(Goal of the exercise)
Pick out every line in the items below that contains the word "officer", and copy each one in full. Matching is case-sensitive.
..........
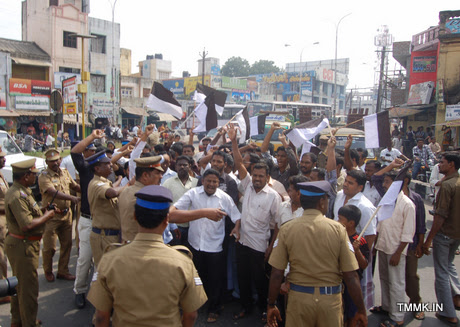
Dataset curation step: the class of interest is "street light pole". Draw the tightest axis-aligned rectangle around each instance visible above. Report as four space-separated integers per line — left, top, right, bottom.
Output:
334 13 351 120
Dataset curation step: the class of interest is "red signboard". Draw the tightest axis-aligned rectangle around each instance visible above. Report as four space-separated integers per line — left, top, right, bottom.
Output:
10 78 32 94
409 50 438 87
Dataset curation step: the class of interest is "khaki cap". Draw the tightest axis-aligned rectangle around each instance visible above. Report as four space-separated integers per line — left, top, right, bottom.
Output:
134 156 164 172
45 149 61 161
11 159 40 173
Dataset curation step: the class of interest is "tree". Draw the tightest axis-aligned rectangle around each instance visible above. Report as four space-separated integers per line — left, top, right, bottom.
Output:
221 57 251 77
249 60 280 75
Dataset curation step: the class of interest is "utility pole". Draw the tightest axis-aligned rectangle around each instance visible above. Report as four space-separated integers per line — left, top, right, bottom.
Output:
199 48 208 85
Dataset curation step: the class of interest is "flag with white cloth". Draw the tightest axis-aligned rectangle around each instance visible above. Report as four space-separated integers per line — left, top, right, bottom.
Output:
377 160 412 221
286 118 329 148
235 107 268 143
364 110 391 149
146 82 183 119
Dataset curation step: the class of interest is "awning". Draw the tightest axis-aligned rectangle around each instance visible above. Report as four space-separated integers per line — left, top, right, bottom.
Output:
155 112 177 121
11 58 51 67
121 107 147 117
63 114 93 127
15 109 51 117
0 109 19 117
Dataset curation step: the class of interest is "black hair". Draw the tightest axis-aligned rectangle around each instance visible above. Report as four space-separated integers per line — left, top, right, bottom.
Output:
289 175 310 191
300 152 318 163
311 167 326 181
252 162 270 176
347 169 367 187
182 144 195 152
176 155 193 165
134 204 169 229
300 193 327 209
202 168 220 180
136 166 155 181
441 151 460 170
383 170 398 181
169 142 184 156
366 160 382 170
211 150 228 163
350 149 359 163
153 144 165 154
338 204 361 227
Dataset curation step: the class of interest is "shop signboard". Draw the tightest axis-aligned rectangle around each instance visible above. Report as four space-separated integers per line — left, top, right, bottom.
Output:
15 95 50 110
62 76 77 115
446 104 460 121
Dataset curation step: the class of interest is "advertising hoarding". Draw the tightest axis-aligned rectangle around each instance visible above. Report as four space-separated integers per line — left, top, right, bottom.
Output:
62 76 77 115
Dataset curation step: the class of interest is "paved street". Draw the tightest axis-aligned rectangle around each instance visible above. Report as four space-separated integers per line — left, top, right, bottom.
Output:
0 199 460 327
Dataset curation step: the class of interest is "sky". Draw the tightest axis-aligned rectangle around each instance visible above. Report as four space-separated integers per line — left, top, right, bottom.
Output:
0 0 460 89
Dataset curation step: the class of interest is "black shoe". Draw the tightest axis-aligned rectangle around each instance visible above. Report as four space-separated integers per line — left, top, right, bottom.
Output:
75 293 86 309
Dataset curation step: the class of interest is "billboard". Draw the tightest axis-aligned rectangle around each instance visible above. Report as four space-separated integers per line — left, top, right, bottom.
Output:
222 76 247 90
54 72 81 90
162 78 185 95
184 75 211 95
62 76 77 115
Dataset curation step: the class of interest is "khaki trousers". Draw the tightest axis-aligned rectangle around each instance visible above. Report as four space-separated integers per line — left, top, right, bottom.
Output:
286 288 343 327
42 212 72 275
5 236 40 327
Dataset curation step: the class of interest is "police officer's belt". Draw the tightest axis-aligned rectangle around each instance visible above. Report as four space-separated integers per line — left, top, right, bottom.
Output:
8 233 42 241
93 227 120 236
290 283 342 295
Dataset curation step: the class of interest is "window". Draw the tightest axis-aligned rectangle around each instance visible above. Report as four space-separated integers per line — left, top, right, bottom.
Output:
91 34 106 53
59 67 80 74
121 87 133 98
91 74 105 93
62 31 77 49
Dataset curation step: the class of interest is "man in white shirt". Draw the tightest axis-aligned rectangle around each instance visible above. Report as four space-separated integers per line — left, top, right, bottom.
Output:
375 171 415 326
380 146 401 165
334 169 377 309
363 160 382 207
170 169 240 322
228 126 281 319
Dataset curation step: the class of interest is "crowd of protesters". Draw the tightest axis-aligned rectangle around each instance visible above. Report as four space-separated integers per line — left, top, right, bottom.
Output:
0 122 460 327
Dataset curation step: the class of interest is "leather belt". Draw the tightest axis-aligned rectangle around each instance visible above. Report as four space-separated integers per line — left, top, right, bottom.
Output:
291 283 342 295
93 227 120 236
8 233 42 241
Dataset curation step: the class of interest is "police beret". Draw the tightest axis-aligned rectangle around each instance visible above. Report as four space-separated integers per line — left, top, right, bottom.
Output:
45 149 61 161
134 185 173 210
297 181 332 196
85 143 96 150
134 156 164 171
85 150 111 165
11 159 40 173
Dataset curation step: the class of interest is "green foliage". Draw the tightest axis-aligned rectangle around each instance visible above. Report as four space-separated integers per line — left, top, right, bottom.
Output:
249 60 280 75
221 57 251 77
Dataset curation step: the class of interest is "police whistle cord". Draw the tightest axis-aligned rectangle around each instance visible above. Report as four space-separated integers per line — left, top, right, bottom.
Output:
358 206 382 241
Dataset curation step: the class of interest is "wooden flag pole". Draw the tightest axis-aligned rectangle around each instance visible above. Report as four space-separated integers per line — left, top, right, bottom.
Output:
358 206 381 241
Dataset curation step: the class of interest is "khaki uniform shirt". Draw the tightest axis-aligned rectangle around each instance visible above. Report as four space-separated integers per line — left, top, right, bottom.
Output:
0 172 10 228
269 209 359 287
5 182 45 236
38 168 77 220
88 233 207 327
436 172 460 239
118 181 145 242
88 175 120 230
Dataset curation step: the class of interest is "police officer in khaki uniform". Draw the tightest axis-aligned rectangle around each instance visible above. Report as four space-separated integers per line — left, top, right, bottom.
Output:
5 159 59 327
267 181 367 327
85 151 129 267
88 185 207 327
0 148 11 304
118 156 164 243
38 149 80 282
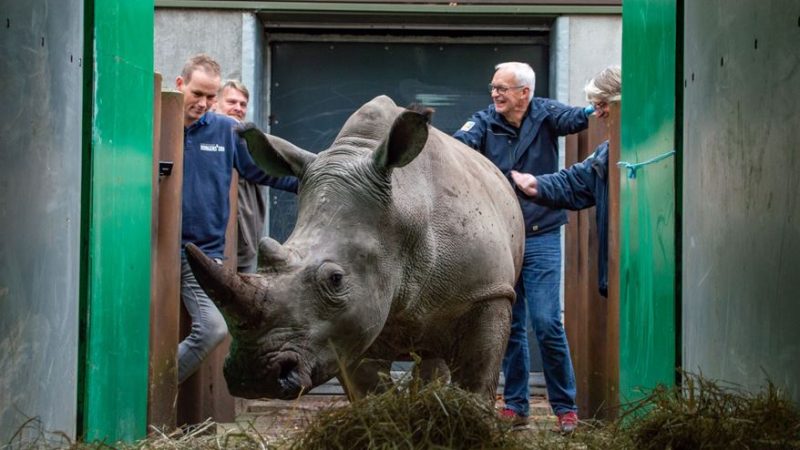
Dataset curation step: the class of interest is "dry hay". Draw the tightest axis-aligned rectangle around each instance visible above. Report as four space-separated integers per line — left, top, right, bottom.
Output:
289 381 523 450
615 373 800 450
7 374 800 450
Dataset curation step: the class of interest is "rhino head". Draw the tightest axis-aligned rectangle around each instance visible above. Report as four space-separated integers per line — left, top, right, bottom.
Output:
186 101 428 399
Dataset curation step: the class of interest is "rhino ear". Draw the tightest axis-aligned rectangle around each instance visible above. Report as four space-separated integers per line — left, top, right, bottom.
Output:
237 123 317 178
372 111 428 169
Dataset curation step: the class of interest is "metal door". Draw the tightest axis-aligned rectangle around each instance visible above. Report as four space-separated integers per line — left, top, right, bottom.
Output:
267 36 548 242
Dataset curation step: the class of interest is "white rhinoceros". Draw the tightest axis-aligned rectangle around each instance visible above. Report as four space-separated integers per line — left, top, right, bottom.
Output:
187 96 524 400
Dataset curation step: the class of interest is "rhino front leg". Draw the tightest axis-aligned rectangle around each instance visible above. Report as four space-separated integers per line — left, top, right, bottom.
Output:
450 297 511 402
337 358 392 401
419 358 450 384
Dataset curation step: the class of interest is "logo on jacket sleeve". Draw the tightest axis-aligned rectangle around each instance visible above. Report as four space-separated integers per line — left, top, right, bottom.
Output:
461 120 475 131
200 144 225 152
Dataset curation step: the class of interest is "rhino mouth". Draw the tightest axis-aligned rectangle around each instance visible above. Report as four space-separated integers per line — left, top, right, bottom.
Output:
224 351 314 400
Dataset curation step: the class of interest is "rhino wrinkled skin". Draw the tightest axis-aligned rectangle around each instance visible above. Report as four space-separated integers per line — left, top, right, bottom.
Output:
186 96 524 400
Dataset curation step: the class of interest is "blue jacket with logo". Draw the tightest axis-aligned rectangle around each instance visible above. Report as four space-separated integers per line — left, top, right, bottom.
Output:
534 141 608 297
181 112 297 258
453 97 589 236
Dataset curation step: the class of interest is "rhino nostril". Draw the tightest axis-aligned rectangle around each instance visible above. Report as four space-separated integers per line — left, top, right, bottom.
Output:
279 358 297 379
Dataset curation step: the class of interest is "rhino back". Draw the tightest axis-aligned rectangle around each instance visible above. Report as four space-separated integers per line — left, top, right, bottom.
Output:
392 128 524 314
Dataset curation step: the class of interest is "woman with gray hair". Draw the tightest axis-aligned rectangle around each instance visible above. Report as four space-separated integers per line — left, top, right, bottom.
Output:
511 66 622 297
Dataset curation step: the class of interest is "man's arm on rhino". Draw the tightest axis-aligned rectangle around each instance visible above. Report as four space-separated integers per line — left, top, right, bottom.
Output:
453 113 486 153
234 139 299 194
512 157 597 211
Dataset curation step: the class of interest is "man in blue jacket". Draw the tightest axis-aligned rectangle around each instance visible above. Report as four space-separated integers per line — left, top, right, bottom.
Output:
454 62 591 432
176 54 297 383
511 66 622 297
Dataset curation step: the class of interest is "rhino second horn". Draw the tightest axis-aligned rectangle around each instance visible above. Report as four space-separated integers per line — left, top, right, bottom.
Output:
186 243 259 319
258 237 289 267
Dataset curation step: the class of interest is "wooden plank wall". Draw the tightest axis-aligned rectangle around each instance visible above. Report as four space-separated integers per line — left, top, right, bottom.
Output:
564 108 619 418
147 81 183 431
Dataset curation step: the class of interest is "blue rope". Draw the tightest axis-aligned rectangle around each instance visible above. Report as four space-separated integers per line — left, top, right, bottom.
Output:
617 150 675 178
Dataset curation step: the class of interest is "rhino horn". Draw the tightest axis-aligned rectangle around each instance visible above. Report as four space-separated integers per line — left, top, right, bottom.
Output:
372 110 430 169
237 123 317 178
186 243 261 322
258 237 290 267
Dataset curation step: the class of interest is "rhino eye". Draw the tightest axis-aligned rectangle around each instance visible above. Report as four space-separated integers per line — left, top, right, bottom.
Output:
317 262 347 303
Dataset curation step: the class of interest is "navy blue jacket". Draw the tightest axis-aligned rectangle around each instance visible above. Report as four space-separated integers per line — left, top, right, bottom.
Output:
181 112 297 258
534 141 608 297
453 97 589 236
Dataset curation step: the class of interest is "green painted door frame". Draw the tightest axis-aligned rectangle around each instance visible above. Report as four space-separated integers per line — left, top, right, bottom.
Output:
619 0 682 402
78 0 153 443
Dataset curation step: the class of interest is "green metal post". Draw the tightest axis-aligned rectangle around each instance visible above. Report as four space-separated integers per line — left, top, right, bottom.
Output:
619 0 677 402
79 0 153 443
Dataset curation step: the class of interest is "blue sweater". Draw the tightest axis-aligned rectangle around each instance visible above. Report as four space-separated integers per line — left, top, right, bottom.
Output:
453 97 589 236
181 112 297 258
534 141 608 297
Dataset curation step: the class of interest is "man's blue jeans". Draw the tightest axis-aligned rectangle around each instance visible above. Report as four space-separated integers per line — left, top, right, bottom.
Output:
503 228 578 416
178 255 228 383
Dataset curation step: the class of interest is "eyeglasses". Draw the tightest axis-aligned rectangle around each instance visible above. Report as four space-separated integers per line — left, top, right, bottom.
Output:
489 84 526 95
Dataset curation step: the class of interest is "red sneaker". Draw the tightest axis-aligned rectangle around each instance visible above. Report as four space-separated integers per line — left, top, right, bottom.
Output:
560 411 578 433
497 408 529 428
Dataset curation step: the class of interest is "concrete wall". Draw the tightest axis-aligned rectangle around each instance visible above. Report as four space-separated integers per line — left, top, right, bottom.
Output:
0 0 84 442
682 0 800 402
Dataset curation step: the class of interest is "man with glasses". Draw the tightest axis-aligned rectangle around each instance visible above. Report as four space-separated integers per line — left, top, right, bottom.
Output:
454 62 594 432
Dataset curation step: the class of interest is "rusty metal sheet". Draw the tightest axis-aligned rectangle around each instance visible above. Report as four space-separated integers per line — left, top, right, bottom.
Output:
147 85 183 429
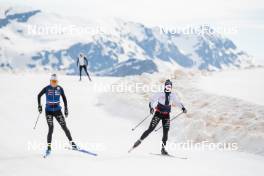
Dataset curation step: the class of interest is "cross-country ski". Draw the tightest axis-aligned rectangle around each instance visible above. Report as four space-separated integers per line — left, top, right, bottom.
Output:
65 147 97 156
0 0 264 176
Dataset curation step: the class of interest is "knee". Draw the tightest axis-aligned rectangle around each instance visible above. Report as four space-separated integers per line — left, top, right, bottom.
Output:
49 124 54 133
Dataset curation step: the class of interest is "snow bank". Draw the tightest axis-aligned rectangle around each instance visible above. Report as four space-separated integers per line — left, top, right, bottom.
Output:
102 70 264 155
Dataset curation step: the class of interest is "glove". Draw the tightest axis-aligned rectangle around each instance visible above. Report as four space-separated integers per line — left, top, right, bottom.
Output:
64 107 69 117
149 108 154 114
182 107 187 113
38 105 42 114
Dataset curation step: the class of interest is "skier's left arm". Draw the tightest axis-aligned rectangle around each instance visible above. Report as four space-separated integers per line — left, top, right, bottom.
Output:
172 94 187 113
84 57 88 66
61 88 69 117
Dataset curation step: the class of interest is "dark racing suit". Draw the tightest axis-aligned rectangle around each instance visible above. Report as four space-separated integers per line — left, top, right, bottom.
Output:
77 56 91 81
140 92 183 147
38 85 72 144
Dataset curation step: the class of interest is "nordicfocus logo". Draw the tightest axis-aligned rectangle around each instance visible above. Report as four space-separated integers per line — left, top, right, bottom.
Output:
26 24 106 36
26 140 107 151
93 82 164 93
163 140 239 151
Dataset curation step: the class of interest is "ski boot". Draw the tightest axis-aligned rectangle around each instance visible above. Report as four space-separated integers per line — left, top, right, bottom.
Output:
161 147 169 155
128 139 141 153
43 144 51 158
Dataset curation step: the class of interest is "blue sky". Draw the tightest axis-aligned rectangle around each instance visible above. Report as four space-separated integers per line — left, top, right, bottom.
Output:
0 0 264 60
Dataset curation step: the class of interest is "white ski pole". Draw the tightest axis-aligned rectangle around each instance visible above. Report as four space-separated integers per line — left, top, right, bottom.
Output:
132 114 151 131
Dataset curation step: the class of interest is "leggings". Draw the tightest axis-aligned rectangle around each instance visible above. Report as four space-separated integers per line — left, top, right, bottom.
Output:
79 65 91 80
46 110 72 144
140 112 170 147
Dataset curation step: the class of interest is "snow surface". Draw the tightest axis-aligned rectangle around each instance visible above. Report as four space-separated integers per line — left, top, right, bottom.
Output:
197 68 264 105
0 73 264 176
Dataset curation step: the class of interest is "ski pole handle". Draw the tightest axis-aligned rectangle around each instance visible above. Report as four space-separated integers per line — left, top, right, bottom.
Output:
33 113 40 130
155 112 183 132
132 114 151 131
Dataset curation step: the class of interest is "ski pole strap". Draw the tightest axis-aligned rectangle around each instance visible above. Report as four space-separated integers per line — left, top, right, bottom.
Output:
132 114 151 131
155 112 183 132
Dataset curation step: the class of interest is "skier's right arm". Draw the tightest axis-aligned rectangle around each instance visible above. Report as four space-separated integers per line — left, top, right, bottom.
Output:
38 87 46 113
149 93 160 114
77 57 79 67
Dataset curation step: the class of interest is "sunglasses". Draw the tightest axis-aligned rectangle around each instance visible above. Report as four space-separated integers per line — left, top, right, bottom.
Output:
50 80 58 84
..........
(Result of the exercise)
Dataset curation step: the class of interest is "police officer's belt". Draw the tightest axis-aligned rectangle around each instance visible above. Report as four space-separated integers per line — left, top, right, bottom.
Dataset curation step: the class of interest is "police officer in khaki uniform". Draw the tightest axis-aligned rectangle around each instance visible above. Report as four space-separated integers per line — left, top, right, bottom.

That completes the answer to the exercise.